> _Your objective_:
Copy the records below verbatim, starting at the line that contains "TARGET: the black bridle" and ending at the last line of the records.

[Saved entries]
------------------------------------
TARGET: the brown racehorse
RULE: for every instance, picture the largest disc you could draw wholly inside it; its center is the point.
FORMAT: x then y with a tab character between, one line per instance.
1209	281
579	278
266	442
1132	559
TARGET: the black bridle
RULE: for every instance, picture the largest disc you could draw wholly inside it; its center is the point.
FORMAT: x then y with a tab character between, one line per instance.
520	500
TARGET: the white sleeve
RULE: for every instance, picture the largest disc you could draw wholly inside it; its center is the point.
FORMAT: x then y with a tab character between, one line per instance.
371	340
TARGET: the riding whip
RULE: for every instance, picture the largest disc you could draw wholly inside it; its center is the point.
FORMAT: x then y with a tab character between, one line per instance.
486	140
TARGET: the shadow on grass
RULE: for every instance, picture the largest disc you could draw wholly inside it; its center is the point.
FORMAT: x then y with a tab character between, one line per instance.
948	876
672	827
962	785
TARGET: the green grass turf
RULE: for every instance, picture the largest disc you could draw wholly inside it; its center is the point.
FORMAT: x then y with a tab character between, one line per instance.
------------------------------------
> _Task output_:
TARGET: the black bridle
RULE: for every instance, picture the largest disc you could draw wholly inside it; its center is the point.
FORMAT: x then y with a tab character between, one line per instance.
520	500
TARGET: the white sleeve
RULE: for every instance, picture the largest disc you could draw wholly inside it; its center is the point.
FORMAT: x then y with a tab character between, one line per instance.
371	340
TARGET: the riding whip
RULE: for every instance, picture the largest disc you could draw wholly inside it; its center is the point.
FORMAT: x then y with a tab character between, one line per instance.
486	140
TARGET: the shadow on grass
RULE: for every instance, picture the largest disc you could draw wholly inside it; its center is the point.
FORMAT: x then y with a tab character between, one line per instance.
948	876
672	827
962	785
TARGET: the green grass turf
RULE: for every instance, picture the largest disc you could draw wholly inside it; its center is the point.
FORMAT: x then y with a tab character between, one line per instance.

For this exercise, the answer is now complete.